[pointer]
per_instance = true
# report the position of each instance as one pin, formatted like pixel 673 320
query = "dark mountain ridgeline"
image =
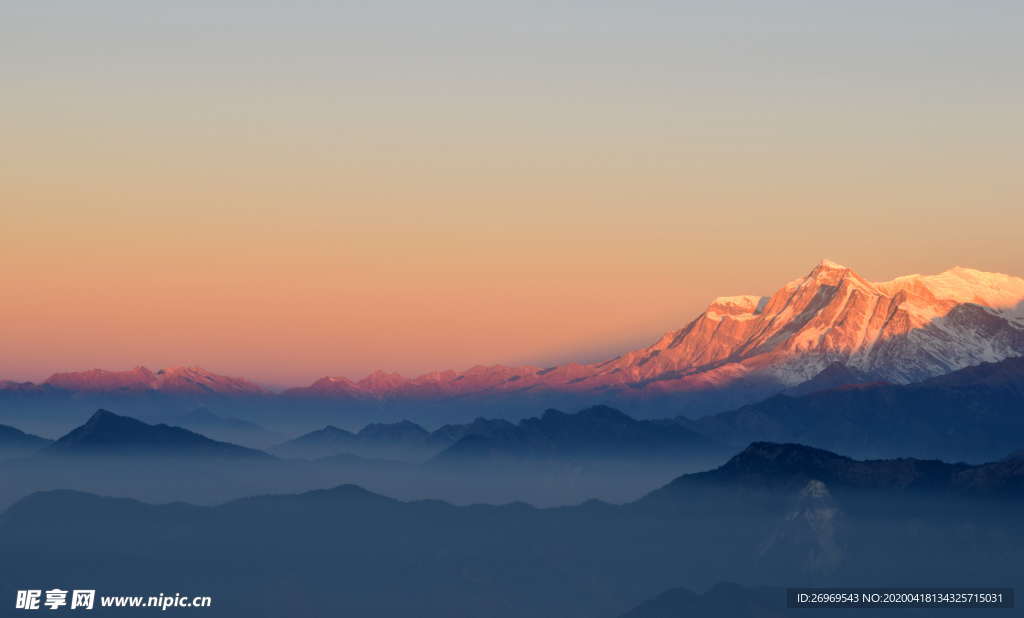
pixel 346 549
pixel 976 413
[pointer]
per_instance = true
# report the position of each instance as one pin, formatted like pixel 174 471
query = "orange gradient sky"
pixel 284 192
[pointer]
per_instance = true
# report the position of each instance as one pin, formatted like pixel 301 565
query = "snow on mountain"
pixel 900 330
pixel 173 380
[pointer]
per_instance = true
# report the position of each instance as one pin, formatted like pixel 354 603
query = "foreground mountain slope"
pixel 976 413
pixel 345 550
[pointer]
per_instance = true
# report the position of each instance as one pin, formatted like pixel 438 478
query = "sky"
pixel 285 190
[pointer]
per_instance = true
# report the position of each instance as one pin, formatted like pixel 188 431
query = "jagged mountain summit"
pixel 901 330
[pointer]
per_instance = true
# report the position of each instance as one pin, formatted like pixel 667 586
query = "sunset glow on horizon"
pixel 517 185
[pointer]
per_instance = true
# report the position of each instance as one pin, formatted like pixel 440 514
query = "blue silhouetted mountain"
pixel 835 376
pixel 346 549
pixel 450 434
pixel 403 440
pixel 970 414
pixel 14 442
pixel 599 432
pixel 766 470
pixel 109 434
pixel 226 429
pixel 321 443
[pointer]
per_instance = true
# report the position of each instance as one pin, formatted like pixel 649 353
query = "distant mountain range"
pixel 826 328
pixel 14 442
pixel 595 433
pixel 109 434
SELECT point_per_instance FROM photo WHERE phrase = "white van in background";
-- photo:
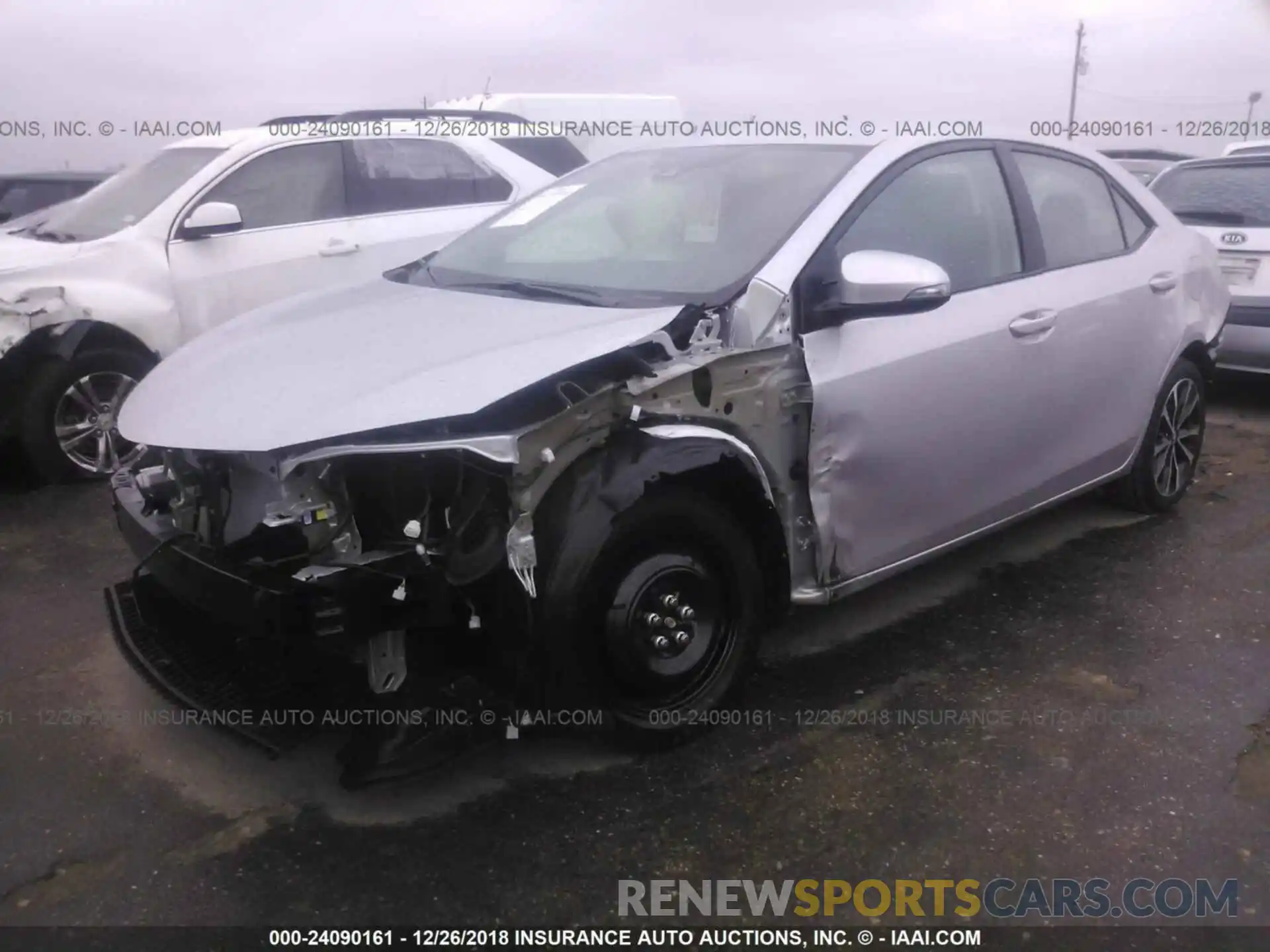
(581, 107)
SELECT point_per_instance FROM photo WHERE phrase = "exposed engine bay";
(414, 553)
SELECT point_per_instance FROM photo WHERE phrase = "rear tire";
(69, 413)
(657, 683)
(1169, 456)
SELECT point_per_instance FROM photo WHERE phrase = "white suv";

•••••

### Exercise objective
Please rewrite all of the rows above, replacing "mountain" with "hill" wherever it occurs and changing nothing else. Leave the pictures out of your answer.

### Completed task
[pointer]
per_instance = true
# report the position of each instance as one pin, formatted like pixel 673 320
query = "dark hill ridgeline"
image =
pixel 346 549
pixel 976 413
[pointer]
per_instance = true
# report the position of each instance as one pin, formatted like pixel 174 471
query = "orange gradient sky"
pixel 284 192
[pointer]
per_instance = true
# report the position of each instance as one pin, formatted like pixel 301 565
query = "snow on hill"
pixel 900 330
pixel 173 380
[pointer]
per_instance = true
# report the position of each instance as one pin, formatted like pixel 354 603
query = "foreground hill slope"
pixel 976 413
pixel 345 550
[pointer]
per_instance = true
# report the position of each instance as one pin, formatted like pixel 438 478
query = "sky"
pixel 285 190
[pointer]
per_instance = true
# report the position of each instance as one pin, formatted like pixel 188 431
query = "jagged hill summit"
pixel 901 330
[pointer]
per_instance = true
# report the position of each instance as one pin, formatted like pixel 667 586
query = "sunset glow on horizon"
pixel 517 185
[pointer]
per_instance = true
# report the position of each instance as one pin, formatted like pixel 440 514
query = "blue silhouetted hill"
pixel 835 376
pixel 346 549
pixel 450 434
pixel 403 440
pixel 970 414
pixel 14 442
pixel 599 432
pixel 766 470
pixel 109 434
pixel 226 429
pixel 321 443
[pointer]
per_instance = true
# report the position of each instance as one pin, formatted like pixel 649 353
query = "distant hill range"
pixel 826 328
pixel 14 442
pixel 595 433
pixel 109 434
SELECT point_per_instance FROM photo WHERE phrase = "white van in background";
-- photo:
(581, 107)
SELECT point_per_instance FROM photo WHERE phrase = "exposed engine bay";
(414, 553)
SELECT point_per_instance FROM photo WHERE phrase = "rear tire";
(69, 413)
(657, 683)
(1169, 456)
SELECT point_per_instance FROM photo WHERE phrase = "white suv";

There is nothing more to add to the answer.